_Source material_.
<<<<

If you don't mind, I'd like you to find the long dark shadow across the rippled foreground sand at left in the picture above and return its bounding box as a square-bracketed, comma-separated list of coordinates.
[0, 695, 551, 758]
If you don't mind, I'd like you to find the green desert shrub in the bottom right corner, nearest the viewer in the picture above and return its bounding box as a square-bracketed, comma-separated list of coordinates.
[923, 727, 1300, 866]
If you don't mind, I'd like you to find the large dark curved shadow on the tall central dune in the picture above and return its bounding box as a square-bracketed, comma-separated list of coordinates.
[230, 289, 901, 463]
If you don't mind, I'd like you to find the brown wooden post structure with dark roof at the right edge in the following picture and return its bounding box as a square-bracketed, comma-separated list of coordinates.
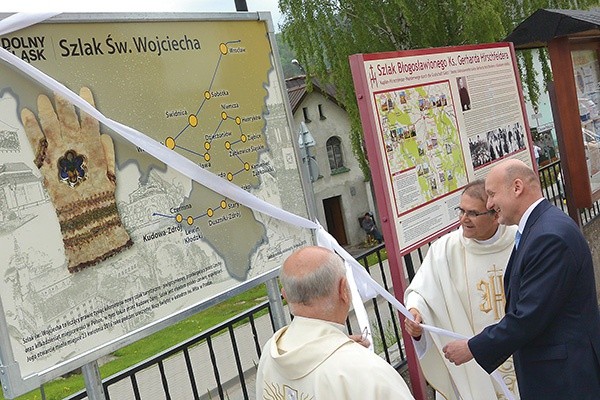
[506, 9, 600, 223]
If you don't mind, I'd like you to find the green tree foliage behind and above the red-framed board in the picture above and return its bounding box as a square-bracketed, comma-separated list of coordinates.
[279, 0, 598, 179]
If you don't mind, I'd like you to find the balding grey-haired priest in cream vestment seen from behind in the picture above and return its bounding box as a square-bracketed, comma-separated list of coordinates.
[256, 246, 413, 400]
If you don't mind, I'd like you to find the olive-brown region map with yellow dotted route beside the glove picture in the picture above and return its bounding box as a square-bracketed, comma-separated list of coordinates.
[114, 36, 275, 280]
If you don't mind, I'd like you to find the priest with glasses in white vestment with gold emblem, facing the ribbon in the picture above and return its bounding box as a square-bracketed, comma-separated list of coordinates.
[404, 180, 518, 400]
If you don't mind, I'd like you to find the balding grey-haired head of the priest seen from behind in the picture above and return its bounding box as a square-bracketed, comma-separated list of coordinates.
[279, 246, 350, 323]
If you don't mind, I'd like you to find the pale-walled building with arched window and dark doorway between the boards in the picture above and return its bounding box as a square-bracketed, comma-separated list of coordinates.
[286, 76, 375, 246]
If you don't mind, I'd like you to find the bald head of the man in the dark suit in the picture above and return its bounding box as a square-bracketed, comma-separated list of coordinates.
[485, 159, 543, 225]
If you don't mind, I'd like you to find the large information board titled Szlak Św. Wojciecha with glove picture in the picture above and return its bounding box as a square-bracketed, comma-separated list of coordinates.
[0, 13, 312, 395]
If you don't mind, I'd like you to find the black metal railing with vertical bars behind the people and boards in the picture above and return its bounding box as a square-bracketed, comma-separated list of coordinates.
[54, 161, 600, 400]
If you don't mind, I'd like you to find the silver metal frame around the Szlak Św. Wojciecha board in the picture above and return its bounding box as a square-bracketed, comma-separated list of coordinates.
[0, 12, 314, 398]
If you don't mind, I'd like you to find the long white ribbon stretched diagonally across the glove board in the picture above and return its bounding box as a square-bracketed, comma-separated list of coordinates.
[0, 13, 514, 400]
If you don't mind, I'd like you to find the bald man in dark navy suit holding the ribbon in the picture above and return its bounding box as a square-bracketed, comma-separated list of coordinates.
[444, 160, 600, 400]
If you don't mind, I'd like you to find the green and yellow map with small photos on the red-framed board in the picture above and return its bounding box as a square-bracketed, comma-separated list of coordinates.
[375, 81, 467, 213]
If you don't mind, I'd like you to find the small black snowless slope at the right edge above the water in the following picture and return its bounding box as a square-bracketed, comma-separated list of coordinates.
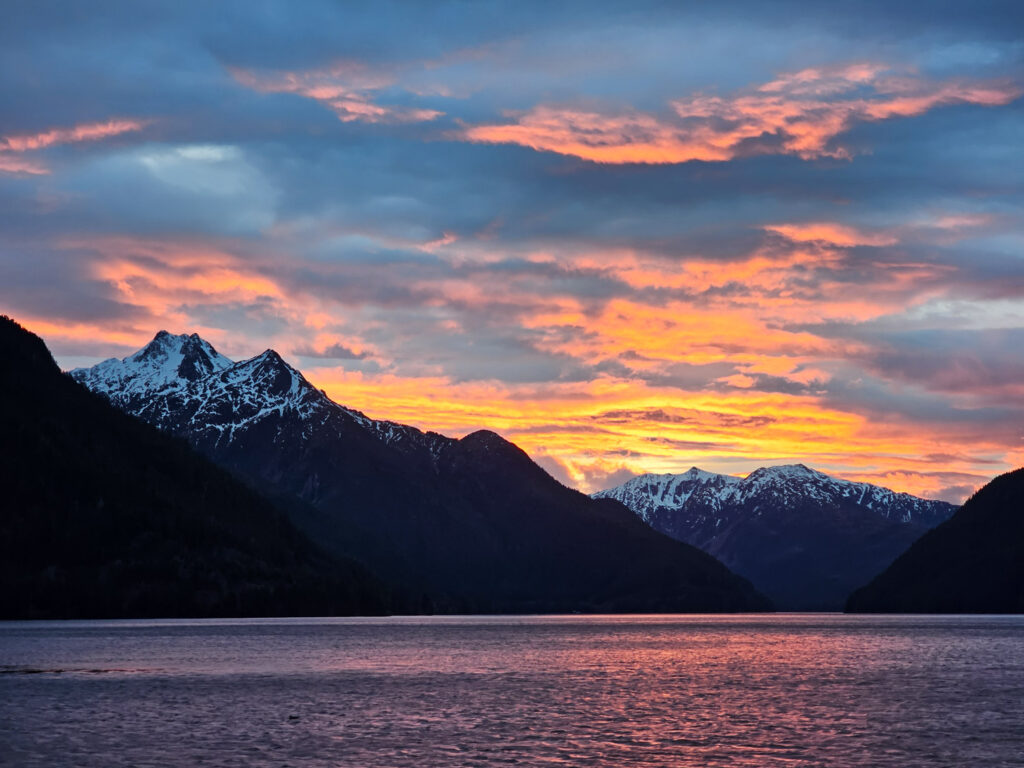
[846, 469, 1024, 613]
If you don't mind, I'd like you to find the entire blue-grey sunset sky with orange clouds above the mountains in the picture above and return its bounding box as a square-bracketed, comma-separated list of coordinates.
[0, 0, 1024, 502]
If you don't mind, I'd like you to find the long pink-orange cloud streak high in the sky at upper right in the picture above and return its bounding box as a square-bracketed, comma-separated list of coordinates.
[459, 63, 1021, 164]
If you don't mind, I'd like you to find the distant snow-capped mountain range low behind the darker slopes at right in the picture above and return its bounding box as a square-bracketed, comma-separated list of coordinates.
[594, 464, 955, 610]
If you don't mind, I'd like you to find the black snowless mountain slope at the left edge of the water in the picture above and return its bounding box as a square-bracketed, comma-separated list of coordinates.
[0, 316, 391, 618]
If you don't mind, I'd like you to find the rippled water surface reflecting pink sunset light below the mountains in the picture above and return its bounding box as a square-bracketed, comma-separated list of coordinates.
[0, 614, 1024, 768]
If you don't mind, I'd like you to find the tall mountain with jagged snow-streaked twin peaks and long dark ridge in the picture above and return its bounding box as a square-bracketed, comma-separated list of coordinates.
[72, 332, 768, 612]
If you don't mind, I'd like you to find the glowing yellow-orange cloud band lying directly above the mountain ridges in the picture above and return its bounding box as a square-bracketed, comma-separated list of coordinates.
[306, 368, 1009, 496]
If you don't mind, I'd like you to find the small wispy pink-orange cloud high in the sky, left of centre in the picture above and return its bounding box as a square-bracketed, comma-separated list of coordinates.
[230, 62, 442, 123]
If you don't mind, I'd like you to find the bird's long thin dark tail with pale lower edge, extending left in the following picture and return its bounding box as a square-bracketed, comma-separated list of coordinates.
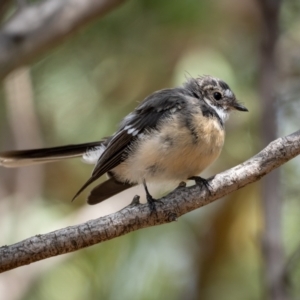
[0, 141, 103, 168]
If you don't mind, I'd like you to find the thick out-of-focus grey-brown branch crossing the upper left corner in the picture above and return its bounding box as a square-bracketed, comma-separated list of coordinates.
[0, 0, 125, 79]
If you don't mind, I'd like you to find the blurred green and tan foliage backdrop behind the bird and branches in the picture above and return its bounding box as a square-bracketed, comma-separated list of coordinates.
[0, 0, 300, 300]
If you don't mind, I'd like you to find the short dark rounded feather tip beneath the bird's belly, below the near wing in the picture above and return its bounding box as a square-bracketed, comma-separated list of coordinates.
[87, 178, 135, 205]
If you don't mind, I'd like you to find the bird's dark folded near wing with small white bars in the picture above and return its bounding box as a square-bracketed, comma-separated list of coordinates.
[73, 88, 191, 199]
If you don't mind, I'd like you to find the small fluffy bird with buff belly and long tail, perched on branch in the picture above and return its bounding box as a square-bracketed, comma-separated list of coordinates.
[0, 75, 248, 210]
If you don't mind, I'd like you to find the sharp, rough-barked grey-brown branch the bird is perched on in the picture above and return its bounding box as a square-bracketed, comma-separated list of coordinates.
[0, 130, 300, 272]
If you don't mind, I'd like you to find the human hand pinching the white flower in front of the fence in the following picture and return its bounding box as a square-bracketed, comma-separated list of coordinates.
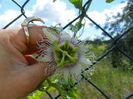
[0, 26, 55, 99]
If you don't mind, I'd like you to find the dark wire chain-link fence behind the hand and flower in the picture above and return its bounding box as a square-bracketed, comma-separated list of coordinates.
[3, 0, 133, 99]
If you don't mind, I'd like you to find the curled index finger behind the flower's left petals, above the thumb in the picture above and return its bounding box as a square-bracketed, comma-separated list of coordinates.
[11, 26, 44, 54]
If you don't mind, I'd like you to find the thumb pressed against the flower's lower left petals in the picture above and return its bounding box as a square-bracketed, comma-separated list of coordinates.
[13, 62, 55, 96]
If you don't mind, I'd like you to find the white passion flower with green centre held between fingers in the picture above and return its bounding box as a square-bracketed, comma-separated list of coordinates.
[34, 27, 91, 79]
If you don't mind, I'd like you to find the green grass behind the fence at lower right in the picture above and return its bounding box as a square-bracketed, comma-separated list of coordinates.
[78, 60, 133, 99]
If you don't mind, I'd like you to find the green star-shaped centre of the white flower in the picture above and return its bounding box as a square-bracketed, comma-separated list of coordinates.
[53, 41, 78, 67]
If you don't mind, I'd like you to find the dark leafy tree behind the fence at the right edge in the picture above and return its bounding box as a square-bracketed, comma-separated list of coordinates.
[104, 0, 133, 69]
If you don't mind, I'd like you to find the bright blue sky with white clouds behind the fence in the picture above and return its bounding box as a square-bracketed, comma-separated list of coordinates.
[0, 0, 126, 39]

>>>>

_What the task asks_.
The entries are to be restated word for word, and no picture should appear in the copy.

_Answer to this exercise_.
If you don't mind, I'd like you to find the long dark shadow across the rippled foreground sand at left in the picture above and return its bounding box as a square-bracketed, comma-separated list of coordinates.
[0, 695, 551, 758]
If you don't mind, I'd like you to find the green desert shrub in the bottom right corner, nearest the viewer in the picture above and return its bounding box as a square-bracketed, comma-separated list of coordinates.
[923, 727, 1300, 866]
If you don't mind, I'd like you to find the large dark curved shadow on the tall central dune in the picture above and return its bounding box as a square-bracketed, comma-separated list of coordinates.
[230, 289, 901, 463]
If you don't mind, I'd like you to find the brown wooden post structure with dark roof at the right edge in the following picture and return its bounding box as a square-bracketed, comma-separated list of coordinates.
[506, 9, 600, 223]
If you don't mind, I'd like you to find the green tree foliage behind and above the red-framed board in the picture above and return its bounding box as a square-bracketed, comma-separated list of coordinates.
[279, 0, 598, 179]
If you don't mind, I'd like you to find the balding grey-haired priest in cream vestment seen from behind in the picture above and return its bounding box as a square-bracketed, comma-separated list of coordinates.
[256, 246, 413, 400]
If you don't mind, I'd like you to find the olive-brown region map with yellow dotted route beside the glove picture in the picture above and return its bounding box as a square-bracketed, comma-separated list of coordinates.
[114, 36, 275, 280]
If you don't mind, I'd like you to find the priest with glasses in white vestment with gold emblem, facing the ribbon in the picture above and return its bounding box as a square-bracketed, comma-separated list of coordinates.
[404, 180, 518, 400]
If you don't mind, I'd like you to find the balding grey-haired head of the priest seen from behind in the picture above and return its bounding box as a square-bracketed, comma-separated list of coordinates.
[279, 246, 350, 323]
If you don't mind, I'd like you to find the pale-walled building with arched window and dark doorway between the boards in the picture above and return its bounding box as a square-bracketed, comma-separated list of coordinates.
[286, 76, 375, 246]
If you don't mind, I'd like you to find the bald head of the man in the dark suit in the picture above and return its bounding box as a square-bracketed, comma-separated list of coordinates.
[485, 159, 543, 225]
If you don't mind, I'd like you to find the large information board titled Szlak Św. Wojciecha with glove picture in the picture above and return its bounding box as a square-bracketed, comma-separated list of coordinates.
[0, 13, 312, 395]
If you don't mind, I'd like you to find the black metal railing with vertical bars behind the people and boards in the picture above and return its bounding box as a square-bracketed, comma-separated list of coordinates.
[54, 161, 600, 400]
If you don't mind, I'd like you to find the silver metal frame around the Szlak Św. Wojciecha board in the picture above and return its bounding box as a square-bracketed, comma-separated list of coordinates.
[0, 12, 314, 398]
If you don't mind, I'd like you to find the long white ribbon stretched diagonally across the glove board in the picture above and return its bounding box as a square-bracketed, comma-separated list of coordinates.
[0, 13, 514, 400]
If you don't mind, I'd like you to find the bald man in dark navy suit holding the ribbon in the picture above and return its bounding box as a square-bracketed, comma-separated list of coordinates.
[444, 160, 600, 400]
If you don't mind, I'd like you to find the green and yellow map with small photos on the red-framed board in the picture above and return its bounding box as a square-bracketed, comma-separated list of coordinates.
[375, 81, 467, 213]
If you don't mind, I'd like you to find the small black snowless slope at the right edge above the water in the following picture and return its bounding box as a square-bracketed, comma-separated list of coordinates.
[846, 469, 1024, 613]
If you don't mind, I'd like you to find the entire blue-grey sunset sky with orange clouds above the mountains in the picture above and return its bounding box as a square-bracketed, comma-separated list of coordinates.
[0, 0, 1024, 502]
If you don't mind, I'd like you to find the long pink-orange cloud streak high in the sky at upper right in the picture above and return its bounding box as a square-bracketed, comma-separated list of coordinates.
[459, 63, 1021, 164]
If you don't mind, I'd like you to find the distant snow-capped mountain range low behind the darker slopes at right in the picture above and return its bounding box as a square-bracketed, comma-separated list of coordinates.
[594, 464, 955, 610]
If you don't mind, I'd like you to find the black snowless mountain slope at the left edge of the water in the picture above and return its bounding box as a square-bracketed, comma-separated list of coordinates.
[0, 316, 391, 618]
If you don't mind, I'd like you to find the rippled water surface reflecting pink sunset light below the mountains in the picture above and return its bounding box as a square-bracketed, comma-separated list of coordinates.
[0, 614, 1024, 768]
If you don't mind, I'd like you to find the tall mountain with jagged snow-streaked twin peaks and long dark ridge in the picture above and return its bounding box as a square-bracketed, comma-separated list of coordinates.
[72, 332, 768, 612]
If you don't mind, I'd like you to find the glowing yellow-orange cloud band lying directly above the mountain ridges in the picture above and return its bounding box as a square-bracketed, comma-separated list of coordinates.
[306, 368, 1009, 496]
If you don't mind, I'd like you to find the small wispy pink-orange cloud high in the sky, left of centre in the picture above and return its bounding box as a square-bracketed, comma-separated list of coordinates.
[230, 62, 442, 123]
If you don't mind, I'd like you to find the bird's long thin dark tail with pale lower edge, extending left in the following picture and return its bounding box as a square-bracketed, comma-separated list of coordinates.
[0, 141, 103, 168]
If you don't mind, I'd like you to find the thick out-of-focus grey-brown branch crossing the upper left corner in the picture above and return its bounding box as a square-bracketed, comma-separated list of coordinates.
[0, 0, 125, 79]
If you don't mind, I'd like you to find the blurred green and tan foliage backdrop behind the bird and branches in the picture above and return its bounding box as a square-bracketed, comma-separated list of coordinates.
[0, 0, 300, 300]
If you don't mind, I'd like you to find the short dark rounded feather tip beneath the bird's belly, below the near wing in the picture above and return its bounding box as a square-bracketed, comma-separated list of coordinates.
[87, 178, 135, 205]
If you don't mind, I'd like you to find the bird's dark folded near wing with small white bars in the picture above and return its bounding box as a square-bracketed, comma-separated list of coordinates.
[73, 88, 191, 199]
If you don't mind, I'd like you to find the small fluffy bird with buff belly and long tail, perched on branch in the picture above and return its bounding box as a square-bracketed, comma-separated list of coordinates.
[0, 75, 248, 210]
If you don't mind, I'd like you to find the sharp, rough-barked grey-brown branch the bird is perched on in the picture above and return its bounding box as a square-bracketed, comma-separated list of coordinates.
[0, 130, 300, 272]
If you don't mind, I'd like you to find the human hand pinching the white flower in front of the fence in the following picture and return its bounding box as a square-bracketed, comma-separated list of coordinates.
[0, 26, 55, 99]
If you don't mind, I'd like you to find the dark wire chain-link fence behind the hand and flower in the picture above and return its bounding box as a square-bracketed, comma-separated list of coordinates.
[3, 0, 133, 99]
If you don't mind, I'd like you to find the curled index finger behind the flower's left petals, above the thumb in the picture above and return its bounding box as a square-bracketed, comma-separated list of coordinates.
[11, 26, 44, 54]
If you don't mind, I'd like you to find the thumb pressed against the flower's lower left petals in the picture above and return its bounding box as a square-bracketed, comma-separated list of coordinates.
[13, 62, 55, 96]
If you don't mind, I'd like you to find the white passion flower with green centre held between fingers in the picture above and return its bounding box as a square-bracketed, comma-separated list of coordinates.
[34, 27, 91, 79]
If you don't mind, I'd like you to find the green grass behind the fence at lower right in the picture above and return its bounding box as a square-bracketed, comma-separated list of coordinates.
[78, 60, 133, 99]
If you don't mind, I'd like you to find the green star-shaped centre of the white flower in the picture above and return its bounding box as a square-bracketed, comma-separated list of coordinates.
[53, 41, 78, 67]
If you don't mind, I'd like you to find the dark leafy tree behind the fence at the right edge in the picture above and return its bounding box as a square-bracketed, comma-separated list of coordinates.
[104, 0, 133, 69]
If you don't mind, I'd like you to find the bright blue sky with white clouds behind the fence in the picture above and return its bounding box as a square-bracketed, comma-separated list of coordinates.
[0, 0, 126, 39]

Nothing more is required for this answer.